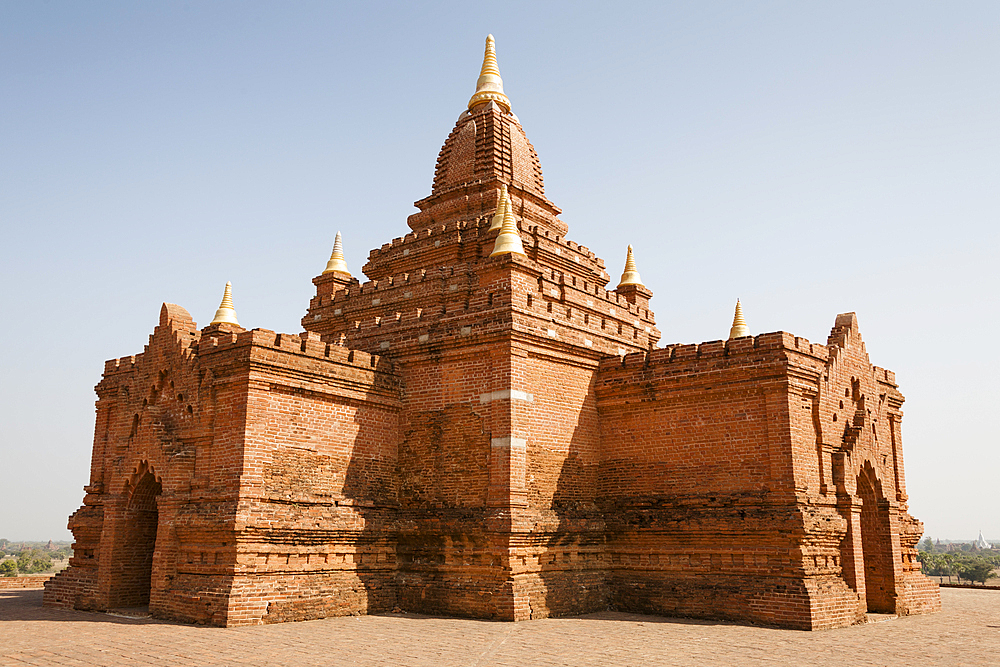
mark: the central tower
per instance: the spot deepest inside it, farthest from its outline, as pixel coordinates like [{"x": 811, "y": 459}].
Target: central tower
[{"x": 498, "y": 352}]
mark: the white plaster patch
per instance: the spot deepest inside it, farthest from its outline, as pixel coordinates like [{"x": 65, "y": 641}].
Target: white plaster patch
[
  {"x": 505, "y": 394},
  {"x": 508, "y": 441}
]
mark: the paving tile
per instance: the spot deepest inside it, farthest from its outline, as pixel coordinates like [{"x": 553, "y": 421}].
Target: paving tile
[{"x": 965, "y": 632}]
◇ ◇ ◇
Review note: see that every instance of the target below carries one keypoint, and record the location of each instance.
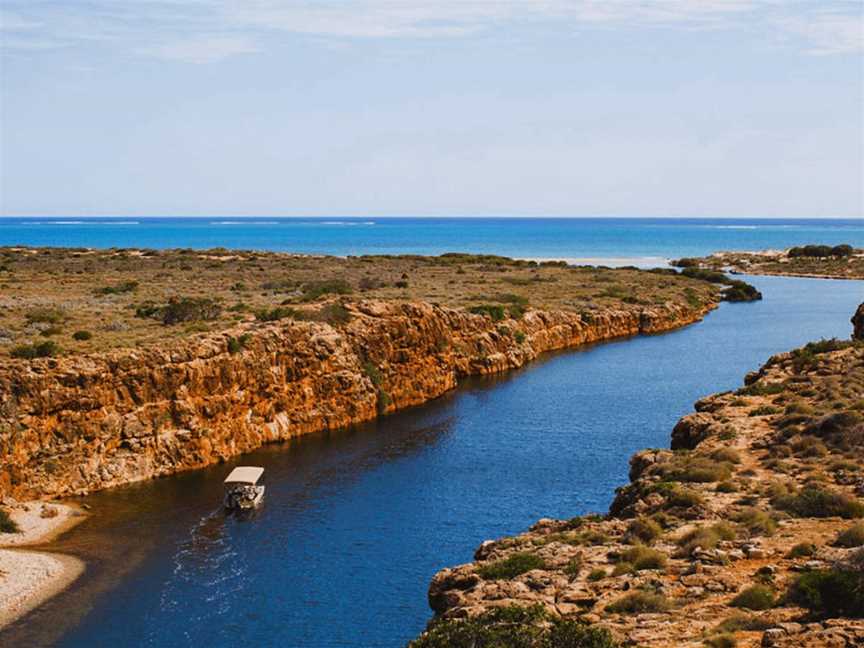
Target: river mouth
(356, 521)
◇ ◇ ◇
* How to complete this task
What are the lines above that hold the string "like"? Copy them.

* The completed task
per instance: the spot deepest inside it, farthest from its outline, as pixel coordinates like [{"x": 811, "y": 459}].
per instance: the spot deepest inside it, farthest from its outline, as pixel coordinates like [{"x": 65, "y": 641}].
per instance: the spot deepest inside it, farthest from its outline, as pixel coordinates like [{"x": 553, "y": 421}].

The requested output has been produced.